This exercise asks for the records to be retyped exactly as they read.

= = =

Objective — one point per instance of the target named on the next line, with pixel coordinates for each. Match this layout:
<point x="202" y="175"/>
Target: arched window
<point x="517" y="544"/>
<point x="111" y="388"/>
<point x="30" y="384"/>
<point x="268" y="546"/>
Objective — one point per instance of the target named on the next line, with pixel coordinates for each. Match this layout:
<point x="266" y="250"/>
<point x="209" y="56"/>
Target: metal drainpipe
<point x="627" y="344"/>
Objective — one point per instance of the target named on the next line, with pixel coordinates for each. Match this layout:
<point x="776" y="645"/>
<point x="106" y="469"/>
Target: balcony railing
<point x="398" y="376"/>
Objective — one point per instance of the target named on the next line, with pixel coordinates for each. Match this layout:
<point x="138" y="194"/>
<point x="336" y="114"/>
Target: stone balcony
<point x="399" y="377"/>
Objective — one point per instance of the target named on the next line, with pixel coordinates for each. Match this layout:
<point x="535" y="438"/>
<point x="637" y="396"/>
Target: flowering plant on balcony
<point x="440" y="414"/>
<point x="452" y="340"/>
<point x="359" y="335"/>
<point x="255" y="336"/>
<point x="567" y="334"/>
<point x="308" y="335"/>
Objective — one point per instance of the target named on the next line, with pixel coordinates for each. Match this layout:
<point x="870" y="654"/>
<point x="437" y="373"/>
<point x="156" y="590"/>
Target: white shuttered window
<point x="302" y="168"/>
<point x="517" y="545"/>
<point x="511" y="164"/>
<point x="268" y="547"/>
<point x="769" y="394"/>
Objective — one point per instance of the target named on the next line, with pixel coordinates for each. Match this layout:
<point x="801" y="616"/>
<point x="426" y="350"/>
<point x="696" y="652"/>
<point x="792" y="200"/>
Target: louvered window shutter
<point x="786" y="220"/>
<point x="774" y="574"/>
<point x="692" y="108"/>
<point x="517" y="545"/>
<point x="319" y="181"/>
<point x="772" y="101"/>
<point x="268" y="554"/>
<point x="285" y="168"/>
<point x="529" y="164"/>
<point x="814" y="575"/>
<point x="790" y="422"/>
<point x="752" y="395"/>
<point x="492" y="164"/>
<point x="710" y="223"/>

= = =

_EXERCISE SOLUTION_
Objective — one point per instance of the target named on the next line, with pixel coordinates for each. Match this layout:
<point x="202" y="175"/>
Target: arched window
<point x="517" y="544"/>
<point x="111" y="388"/>
<point x="30" y="384"/>
<point x="268" y="546"/>
Objective — one point per instance of the target named on the next line, with pixel coordinates for each. Match this layout:
<point x="266" y="250"/>
<point x="209" y="56"/>
Target: metal drainpipe
<point x="627" y="344"/>
Objective — one point per instance of the target named on the next line, with pixel coordinates for each. Match this layout:
<point x="776" y="645"/>
<point x="106" y="469"/>
Target: balcony railing
<point x="398" y="376"/>
Objective — one point per instance of the target named on the next line, with pixel coordinates for each. Match this layout:
<point x="138" y="194"/>
<point x="336" y="114"/>
Target: stone balcony
<point x="399" y="377"/>
Objective — one point per instance of the target named on the next line, with pixel coordinates for each. Match this layout:
<point x="535" y="438"/>
<point x="637" y="396"/>
Target: flowering plant on balcony
<point x="440" y="414"/>
<point x="452" y="340"/>
<point x="359" y="335"/>
<point x="255" y="336"/>
<point x="567" y="334"/>
<point x="308" y="335"/>
Objective — one point per instance of the target named on the next line, with pixel coordinates for each. Match this layout:
<point x="870" y="654"/>
<point x="437" y="373"/>
<point x="156" y="590"/>
Target: white shuttered window
<point x="302" y="168"/>
<point x="517" y="545"/>
<point x="511" y="164"/>
<point x="268" y="547"/>
<point x="769" y="394"/>
Objective — one point per instance of the target named on the next line, with pixel coordinates for each. Match this layout:
<point x="801" y="616"/>
<point x="426" y="350"/>
<point x="696" y="652"/>
<point x="792" y="200"/>
Target: louvered window shutter
<point x="786" y="220"/>
<point x="774" y="574"/>
<point x="692" y="108"/>
<point x="517" y="545"/>
<point x="319" y="181"/>
<point x="772" y="101"/>
<point x="268" y="554"/>
<point x="285" y="168"/>
<point x="529" y="164"/>
<point x="814" y="575"/>
<point x="790" y="422"/>
<point x="752" y="395"/>
<point x="492" y="164"/>
<point x="710" y="223"/>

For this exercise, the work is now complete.